:: Task directions ::
Repeat the listing in full, word for word.

:: Data extracts ::
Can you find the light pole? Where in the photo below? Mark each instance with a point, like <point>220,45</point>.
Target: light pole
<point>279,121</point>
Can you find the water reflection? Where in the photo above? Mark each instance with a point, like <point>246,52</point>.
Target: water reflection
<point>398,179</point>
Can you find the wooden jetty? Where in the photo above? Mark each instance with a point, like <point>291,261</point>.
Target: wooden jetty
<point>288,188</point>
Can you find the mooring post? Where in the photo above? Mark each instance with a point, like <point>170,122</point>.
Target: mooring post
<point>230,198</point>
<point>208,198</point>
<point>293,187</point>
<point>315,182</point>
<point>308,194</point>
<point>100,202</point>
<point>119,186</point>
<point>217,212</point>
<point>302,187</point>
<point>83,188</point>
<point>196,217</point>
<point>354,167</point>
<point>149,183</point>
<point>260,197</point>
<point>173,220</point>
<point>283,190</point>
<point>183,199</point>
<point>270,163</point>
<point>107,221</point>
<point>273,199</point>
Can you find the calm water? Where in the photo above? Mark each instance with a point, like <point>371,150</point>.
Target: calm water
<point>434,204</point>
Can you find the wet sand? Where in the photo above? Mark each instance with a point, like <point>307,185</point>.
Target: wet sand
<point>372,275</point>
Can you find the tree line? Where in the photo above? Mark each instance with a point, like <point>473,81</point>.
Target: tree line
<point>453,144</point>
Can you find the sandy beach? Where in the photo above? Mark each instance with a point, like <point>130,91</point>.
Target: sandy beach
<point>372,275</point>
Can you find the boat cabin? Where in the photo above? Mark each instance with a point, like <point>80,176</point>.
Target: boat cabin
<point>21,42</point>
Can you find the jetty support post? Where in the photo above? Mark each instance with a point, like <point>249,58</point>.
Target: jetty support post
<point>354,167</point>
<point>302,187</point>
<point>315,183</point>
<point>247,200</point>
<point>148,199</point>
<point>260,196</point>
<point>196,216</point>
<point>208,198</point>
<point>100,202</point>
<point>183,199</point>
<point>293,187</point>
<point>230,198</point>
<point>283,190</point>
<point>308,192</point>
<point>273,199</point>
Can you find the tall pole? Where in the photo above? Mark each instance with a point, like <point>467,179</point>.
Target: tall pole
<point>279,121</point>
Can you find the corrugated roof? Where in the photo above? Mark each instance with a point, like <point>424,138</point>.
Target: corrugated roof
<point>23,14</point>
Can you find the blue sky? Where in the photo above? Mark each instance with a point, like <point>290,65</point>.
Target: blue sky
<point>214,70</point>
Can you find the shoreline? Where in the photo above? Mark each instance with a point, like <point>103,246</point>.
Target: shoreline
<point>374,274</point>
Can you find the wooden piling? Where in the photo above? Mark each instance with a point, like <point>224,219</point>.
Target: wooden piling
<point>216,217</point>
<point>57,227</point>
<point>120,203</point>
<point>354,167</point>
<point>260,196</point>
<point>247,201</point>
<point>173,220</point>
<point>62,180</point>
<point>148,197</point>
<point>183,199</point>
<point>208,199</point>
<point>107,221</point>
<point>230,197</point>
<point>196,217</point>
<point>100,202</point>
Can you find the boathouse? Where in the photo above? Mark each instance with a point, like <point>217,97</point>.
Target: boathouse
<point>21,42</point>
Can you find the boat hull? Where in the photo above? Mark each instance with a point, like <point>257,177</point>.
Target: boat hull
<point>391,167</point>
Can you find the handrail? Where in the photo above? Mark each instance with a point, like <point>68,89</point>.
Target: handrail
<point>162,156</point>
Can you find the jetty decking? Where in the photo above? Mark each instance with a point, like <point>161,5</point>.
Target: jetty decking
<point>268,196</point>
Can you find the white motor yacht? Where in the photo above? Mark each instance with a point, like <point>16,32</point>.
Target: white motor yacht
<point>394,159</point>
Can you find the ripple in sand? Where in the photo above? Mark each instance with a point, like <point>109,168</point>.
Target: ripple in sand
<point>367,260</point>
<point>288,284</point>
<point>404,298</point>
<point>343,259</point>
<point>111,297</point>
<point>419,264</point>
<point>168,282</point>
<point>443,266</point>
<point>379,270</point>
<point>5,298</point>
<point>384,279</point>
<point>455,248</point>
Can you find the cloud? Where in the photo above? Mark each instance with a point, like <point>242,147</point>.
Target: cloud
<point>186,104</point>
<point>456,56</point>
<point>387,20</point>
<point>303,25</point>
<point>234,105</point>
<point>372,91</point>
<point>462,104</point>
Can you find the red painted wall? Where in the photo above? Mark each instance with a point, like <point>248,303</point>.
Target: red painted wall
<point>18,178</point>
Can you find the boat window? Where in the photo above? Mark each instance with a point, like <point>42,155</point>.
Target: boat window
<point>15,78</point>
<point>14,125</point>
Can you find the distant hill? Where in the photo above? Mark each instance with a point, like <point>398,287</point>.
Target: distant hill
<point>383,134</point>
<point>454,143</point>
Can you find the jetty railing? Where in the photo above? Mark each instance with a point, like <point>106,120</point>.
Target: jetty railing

:: Task response ::
Can you find the light pole? Where in the photo below? Mark each instance with a point, like <point>220,45</point>.
Target: light pole
<point>279,121</point>
Can you find the water reflection? Where in the photo above? Mark each instance with a point, like <point>246,52</point>.
Target: water reflection
<point>398,179</point>
Can you find the wooden jetty? Where in the photo above? Mark each instance with a point, like <point>291,261</point>.
Target: wooden jetty
<point>288,188</point>
Can you find the mooring post? Where in the photo above? Mark each instance with a point, like <point>170,122</point>.
Target: mooring post
<point>230,198</point>
<point>208,198</point>
<point>293,187</point>
<point>315,182</point>
<point>308,194</point>
<point>100,202</point>
<point>119,186</point>
<point>217,212</point>
<point>302,187</point>
<point>83,188</point>
<point>196,217</point>
<point>354,167</point>
<point>149,183</point>
<point>260,197</point>
<point>173,220</point>
<point>283,190</point>
<point>183,199</point>
<point>270,163</point>
<point>107,221</point>
<point>273,199</point>
Can you find the calm water? Where in the photo above? Mark each instance with a point, like <point>371,150</point>.
Target: calm water
<point>434,204</point>
Can you find the wet sand? Where in the photo above? Mark each instance with a point, like <point>307,185</point>.
Target: wet sand
<point>372,275</point>
Can you find the tree line? Where in the photo above? Mark each instance with a point, like <point>473,81</point>.
Target: tree line
<point>453,144</point>
Can you find the sandy beach? Where in the photo above? Mark each instance with a point, like <point>130,91</point>.
Target: sandy beach
<point>372,275</point>
Can you find the boat cabin? Where in the photo above? Mark each instance with a point, like <point>80,176</point>.
Target: boat cabin
<point>21,42</point>
Can you find the jetty support post? Where in the photo above? Mark each instance with a point, like <point>249,58</point>.
Target: jetty support post
<point>354,167</point>
<point>302,187</point>
<point>315,183</point>
<point>247,200</point>
<point>148,199</point>
<point>260,196</point>
<point>196,216</point>
<point>208,198</point>
<point>100,202</point>
<point>183,199</point>
<point>293,187</point>
<point>230,198</point>
<point>283,190</point>
<point>308,192</point>
<point>273,199</point>
Can you find the tall pole? Where in the photo above? Mark each instance with a point, like <point>467,179</point>.
Target: tall pole
<point>279,121</point>
Can you find the corrugated roof? Where in the photo above? Mark each instance with a point, like <point>424,138</point>.
Target: corrugated roof
<point>23,14</point>
Can you find the blue sky? Where in the photo above? Mark each instance with a point, like <point>290,65</point>.
Target: blue sky
<point>214,70</point>
Can you find the shoreline? Where in the photo above? Mark each instance with a point, like <point>103,246</point>.
Target: shoreline
<point>374,274</point>
Can you find the wooden piling? Where in the photo above? Mark each instance with a point, like <point>224,219</point>.
Target: wooden piling
<point>216,217</point>
<point>57,227</point>
<point>120,203</point>
<point>354,167</point>
<point>260,196</point>
<point>247,201</point>
<point>173,220</point>
<point>62,180</point>
<point>148,197</point>
<point>183,199</point>
<point>208,199</point>
<point>107,221</point>
<point>230,197</point>
<point>196,217</point>
<point>100,202</point>
Can you find the boathouse? Where in the photo above? Mark each instance with a point, like <point>217,97</point>.
Target: boathouse
<point>21,42</point>
Can you find the boat hull? Where in the photo above? Mark each instance with a point, like <point>257,177</point>.
Target: boat hull
<point>391,167</point>
Can you find the handrail? Where in the photo above? Mark each instance with a point, like <point>68,89</point>.
Target: handrail
<point>162,156</point>
Can you find the jetty decking? Where in the photo above? Mark each instance with a point, like <point>161,5</point>.
Target: jetty decking
<point>268,196</point>
Can you find the white motor yacht? Where in the photo above? Mark each instance with a point, like <point>16,32</point>.
Target: white motor yacht
<point>394,159</point>
Can you find the ripple in sand? Where in the photo above? Mark each instance with a point, like <point>109,168</point>.
Target: ripple in sand
<point>367,260</point>
<point>288,284</point>
<point>404,298</point>
<point>343,259</point>
<point>111,297</point>
<point>419,264</point>
<point>168,282</point>
<point>443,266</point>
<point>379,270</point>
<point>5,298</point>
<point>384,279</point>
<point>455,248</point>
Can you find the cloud? Where in the photo above? Mark each instance with a point, like <point>242,147</point>.
Target: cloud
<point>186,104</point>
<point>456,56</point>
<point>387,20</point>
<point>303,25</point>
<point>234,105</point>
<point>372,91</point>
<point>462,104</point>
Can you find the red painted wall? Where in the photo above? Mark each instance with a point, like <point>248,303</point>.
Target: red painted wall
<point>18,178</point>
Can you find the boat window? Where in the photo above? Mark each instance with a point, like <point>42,155</point>.
Target: boat window
<point>15,78</point>
<point>14,125</point>
Can you find the distant hill? Where in the photo above? Mark each instance with a point, like <point>398,287</point>.
Target: distant hill
<point>383,134</point>
<point>454,143</point>
Can you find the jetty railing? Where in the photo above? Mark each instance with a point, like <point>106,120</point>.
Target: jetty railing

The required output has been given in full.